### Veri kayıtları:
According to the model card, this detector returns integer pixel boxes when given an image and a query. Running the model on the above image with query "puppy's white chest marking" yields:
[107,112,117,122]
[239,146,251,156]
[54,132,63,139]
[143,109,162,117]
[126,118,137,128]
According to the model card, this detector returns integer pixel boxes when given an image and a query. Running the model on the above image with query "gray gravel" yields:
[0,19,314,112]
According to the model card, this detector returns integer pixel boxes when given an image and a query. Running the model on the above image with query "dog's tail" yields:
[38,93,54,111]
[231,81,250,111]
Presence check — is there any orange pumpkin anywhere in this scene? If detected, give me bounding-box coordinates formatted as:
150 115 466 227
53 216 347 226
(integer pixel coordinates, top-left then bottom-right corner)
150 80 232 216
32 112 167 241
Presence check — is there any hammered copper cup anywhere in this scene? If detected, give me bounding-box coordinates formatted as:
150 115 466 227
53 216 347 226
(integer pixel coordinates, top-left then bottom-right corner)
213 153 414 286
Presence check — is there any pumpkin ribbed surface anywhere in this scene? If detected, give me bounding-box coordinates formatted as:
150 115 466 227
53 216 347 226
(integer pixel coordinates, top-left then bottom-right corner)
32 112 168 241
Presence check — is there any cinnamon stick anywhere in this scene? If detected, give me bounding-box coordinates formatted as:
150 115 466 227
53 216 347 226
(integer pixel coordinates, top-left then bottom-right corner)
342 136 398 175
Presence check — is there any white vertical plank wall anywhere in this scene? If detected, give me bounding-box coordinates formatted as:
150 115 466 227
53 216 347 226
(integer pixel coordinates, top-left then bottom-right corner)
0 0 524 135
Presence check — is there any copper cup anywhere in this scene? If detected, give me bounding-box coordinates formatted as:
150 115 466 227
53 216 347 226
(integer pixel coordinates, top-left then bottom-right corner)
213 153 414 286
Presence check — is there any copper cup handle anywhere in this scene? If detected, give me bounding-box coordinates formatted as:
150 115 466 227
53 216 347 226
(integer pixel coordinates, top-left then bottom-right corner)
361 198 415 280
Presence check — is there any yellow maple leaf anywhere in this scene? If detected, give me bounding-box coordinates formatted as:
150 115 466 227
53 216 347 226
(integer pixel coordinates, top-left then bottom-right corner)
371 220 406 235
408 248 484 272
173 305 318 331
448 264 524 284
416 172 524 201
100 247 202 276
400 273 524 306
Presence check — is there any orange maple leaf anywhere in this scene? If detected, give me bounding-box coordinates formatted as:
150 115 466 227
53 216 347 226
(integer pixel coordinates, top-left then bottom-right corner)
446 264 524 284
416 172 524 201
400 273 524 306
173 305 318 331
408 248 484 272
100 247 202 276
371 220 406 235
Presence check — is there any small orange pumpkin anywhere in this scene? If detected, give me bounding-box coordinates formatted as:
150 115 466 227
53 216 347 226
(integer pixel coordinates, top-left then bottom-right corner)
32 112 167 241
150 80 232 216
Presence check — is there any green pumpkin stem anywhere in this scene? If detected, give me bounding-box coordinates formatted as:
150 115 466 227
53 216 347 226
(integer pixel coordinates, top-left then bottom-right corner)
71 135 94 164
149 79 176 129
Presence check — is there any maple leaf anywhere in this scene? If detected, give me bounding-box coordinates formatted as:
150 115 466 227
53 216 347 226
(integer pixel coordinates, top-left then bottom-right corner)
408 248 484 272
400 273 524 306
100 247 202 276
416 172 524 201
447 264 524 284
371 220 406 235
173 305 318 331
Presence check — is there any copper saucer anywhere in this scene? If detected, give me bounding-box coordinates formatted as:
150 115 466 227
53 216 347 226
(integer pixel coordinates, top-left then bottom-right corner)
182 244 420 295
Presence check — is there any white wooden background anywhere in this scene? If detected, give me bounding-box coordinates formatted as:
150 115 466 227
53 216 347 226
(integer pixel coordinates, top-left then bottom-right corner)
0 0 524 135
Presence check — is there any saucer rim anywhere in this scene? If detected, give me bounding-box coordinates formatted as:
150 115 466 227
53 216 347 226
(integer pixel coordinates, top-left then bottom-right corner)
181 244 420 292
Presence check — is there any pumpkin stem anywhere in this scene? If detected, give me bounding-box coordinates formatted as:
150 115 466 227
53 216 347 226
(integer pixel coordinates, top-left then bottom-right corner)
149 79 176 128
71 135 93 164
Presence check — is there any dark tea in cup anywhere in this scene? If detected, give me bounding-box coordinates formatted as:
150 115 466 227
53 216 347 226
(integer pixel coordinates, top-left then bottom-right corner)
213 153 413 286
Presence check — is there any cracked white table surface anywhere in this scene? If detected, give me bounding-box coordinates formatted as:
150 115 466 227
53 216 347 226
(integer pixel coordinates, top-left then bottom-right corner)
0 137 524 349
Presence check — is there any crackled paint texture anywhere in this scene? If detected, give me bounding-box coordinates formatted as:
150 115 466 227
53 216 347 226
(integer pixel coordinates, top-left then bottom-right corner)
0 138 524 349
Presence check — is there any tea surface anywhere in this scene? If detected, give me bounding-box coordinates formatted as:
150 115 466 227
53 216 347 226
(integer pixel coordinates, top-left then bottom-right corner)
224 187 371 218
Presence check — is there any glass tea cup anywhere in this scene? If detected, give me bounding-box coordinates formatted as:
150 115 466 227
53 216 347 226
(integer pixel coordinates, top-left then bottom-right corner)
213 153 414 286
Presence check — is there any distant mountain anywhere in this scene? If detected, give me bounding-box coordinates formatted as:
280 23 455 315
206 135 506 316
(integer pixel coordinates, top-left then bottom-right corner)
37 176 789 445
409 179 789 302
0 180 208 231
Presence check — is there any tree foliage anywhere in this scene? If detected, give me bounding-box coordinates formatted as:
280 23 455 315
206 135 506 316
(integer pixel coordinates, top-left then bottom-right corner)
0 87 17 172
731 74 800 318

### Alıştırma:
Yukarıdaki kayıtların bütün satırlarını boş satırları atlayarak numaralı bir liste olarak ifade edin.

### Alıştırma yanıtı:
1. According to the model card, this detector returns integer pixel boxes when given an image and a query. Running the model on the above image with query "puppy's white chest marking" yields:
2. [107,112,117,122]
3. [239,146,251,156]
4. [54,132,63,139]
5. [143,109,162,117]
6. [126,118,137,128]
7. According to the model card, this detector returns integer pixel boxes when given an image and a query. Running the model on the above image with query "gray gravel" yields:
8. [0,19,314,112]
9. According to the model card, this detector returns integer pixel boxes when given an image and a query. Running the model on the above image with query "dog's tail" yields:
10. [38,93,54,111]
11. [231,81,250,111]
12. Presence check — is there any orange pumpkin anywhere in this scene? If detected, give me bounding-box coordinates formatted as:
13. 150 115 466 227
14. 53 216 347 226
15. (integer pixel coordinates, top-left then bottom-right corner)
16. 150 80 232 216
17. 32 112 167 241
18. Presence check — is there any hammered copper cup anywhere in this scene? If detected, give me bounding-box coordinates formatted as:
19. 150 115 466 227
20. 53 216 347 226
21. (integer pixel coordinates, top-left then bottom-right corner)
22. 213 153 414 286
23. Presence check — is there any pumpkin ribbed surface anywhere in this scene? If detected, give me bounding-box coordinates formatted as:
24. 150 115 466 227
25. 53 216 347 226
26. (integer pixel coordinates, top-left then bottom-right corner)
27. 32 112 168 241
28. Presence check — is there any cinnamon stick anywhere in this scene? If detected, give me bounding-box coordinates formatted as:
29. 150 115 466 227
30. 53 216 347 226
31. (integer pixel coordinates, top-left then bottom-right corner)
32. 342 136 398 175
33. Presence check — is there any white vertical plank wall anywhere in this scene? If detected, give me bounding-box coordinates formatted as:
34. 150 115 466 227
35. 53 216 347 226
36. (integer pixel coordinates, top-left then bottom-right corner)
37. 0 0 524 135
38. Presence check — is there any copper cup anywhere in this scene? If detected, give me bounding-box coordinates formatted as:
39. 150 115 466 227
40. 53 216 347 226
41. (integer pixel coordinates, top-left then bottom-right corner)
42. 213 153 414 286
43. Presence check — is there any copper cup handle anywhere in this scene? If detected, give me bounding-box coordinates formatted as:
44. 150 115 466 227
45. 53 216 347 226
46. (integer pixel coordinates, top-left then bottom-right corner)
47. 361 198 415 280
48. Presence check — is there any yellow maple leaf anywhere in this scene? If detected, give me bounding-box coordinates formatted as:
49. 150 115 466 227
50. 53 216 347 226
51. (integer pixel coordinates, top-left then bottom-right corner)
52. 371 220 406 235
53. 408 248 484 272
54. 173 305 318 331
55. 448 264 524 284
56. 416 172 524 201
57. 100 247 202 276
58. 400 273 524 306
59. Presence check — is there any orange maple leaf anywhere in this scene? If detected, give me bounding-box coordinates formatted as:
60. 150 115 466 227
61. 53 216 347 226
62. (integer pixel coordinates, top-left then bottom-right corner)
63. 446 264 524 284
64. 416 172 524 201
65. 400 273 524 306
66. 173 305 318 331
67. 408 248 484 272
68. 100 247 202 276
69. 371 220 406 235
70. Presence check — is there any small orange pumpkin anywhere in this scene? If detected, give me bounding-box coordinates formatted as:
71. 150 115 466 227
72. 53 216 347 226
73. (integer pixel coordinates, top-left then bottom-right corner)
74. 32 112 167 241
75. 150 80 232 216
76. Presence check — is there any green pumpkin stem anywhere in this scene? If detected, give me bounding-box coordinates formatted as:
77. 150 115 466 227
78. 53 216 347 226
79. (integer pixel coordinates, top-left then bottom-right corner)
80. 71 135 94 164
81. 149 79 176 129
82. Presence check — is there any maple leaf anywhere in this scene? If detected, give me bounding-box coordinates formatted as:
83. 150 115 466 227
84. 53 216 347 226
85. (integer pixel coordinates, top-left then bottom-right corner)
86. 408 248 484 272
87. 400 273 524 306
88. 100 247 202 276
89. 416 172 524 201
90. 447 264 524 284
91. 371 220 406 235
92. 173 305 318 331
93. Presence check — is there any copper saucer anywhere in this scene? If detected, give me bounding-box coordinates formatted as:
94. 150 115 466 227
95. 53 216 347 226
96. (integer pixel coordinates, top-left then bottom-right corner)
97. 182 244 420 295
98. Presence check — is there any white wooden background anywhere in this scene? If detected, give me bounding-box coordinates formatted as:
99. 150 115 466 227
100. 53 216 347 226
101. (integer pixel coordinates, top-left then bottom-right corner)
102. 0 0 524 135
103. Presence check — is there any saucer rim anywhere in this scene? If detected, give me bounding-box coordinates formatted as:
104. 150 115 466 227
105. 53 216 347 226
106. (integer pixel coordinates, top-left then bottom-right corner)
107. 181 244 420 292
108. Presence check — is there any pumpkin stem anywhere in this scene? If detected, give me bounding-box coordinates formatted as:
109. 150 115 466 227
110. 53 216 347 226
111. (integer pixel coordinates, top-left then bottom-right corner)
112. 149 79 176 128
113. 71 135 93 164
114. Presence check — is there any dark tea in cup anywhere in this scene? If detected, give me bounding-box coordinates formatted as:
115. 150 115 466 227
116. 53 216 347 226
117. (integer pixel coordinates, top-left then bottom-right corner)
118. 213 153 413 286
119. Presence check — is there any cracked white table surface anywhere in this scene? If detected, give me bounding-box coordinates formatted as:
120. 150 115 466 227
121. 53 216 347 226
122. (integer pixel coordinates, top-left then bottom-right corner)
123. 0 137 524 349
124. Presence check — is there any crackled paint texture anywhere in this scene? If detected, give me bounding-box coordinates formatted as:
125. 150 115 466 227
126. 53 216 347 226
127. (integer pixel coordinates, top-left then bottom-right corner)
128. 0 138 524 349
129. Presence check — is there any tea surface anywhere in this scene? If detected, give me bounding-box coordinates formatted as:
130. 150 115 466 227
131. 53 216 347 226
132. (integer pixel coordinates, top-left then bottom-right corner)
133. 224 187 371 218
134. Presence check — is there any glass tea cup anywhere in this scene? If detected, give me bounding-box coordinates formatted as:
135. 150 115 466 227
136. 53 216 347 226
137. (integer pixel coordinates, top-left then bottom-right corner)
138. 213 153 414 286
139. Presence check — is there any distant mountain anywhere in this scene? If detected, give me bounding-box coordinates formatted as:
140. 280 23 455 315
141. 206 135 506 316
142. (integer pixel coordinates, top-left then bottom-right corner)
143. 37 176 789 445
144. 409 179 789 302
145. 0 180 208 231
146. Presence check — is there any tree foliage anywhere in this scene? If detected, give me bounding-box coordinates formatted as:
147. 280 23 455 315
148. 206 135 506 316
149. (integer pixel coordinates, top-left then bottom-right corner)
150. 0 87 17 172
151. 731 74 800 318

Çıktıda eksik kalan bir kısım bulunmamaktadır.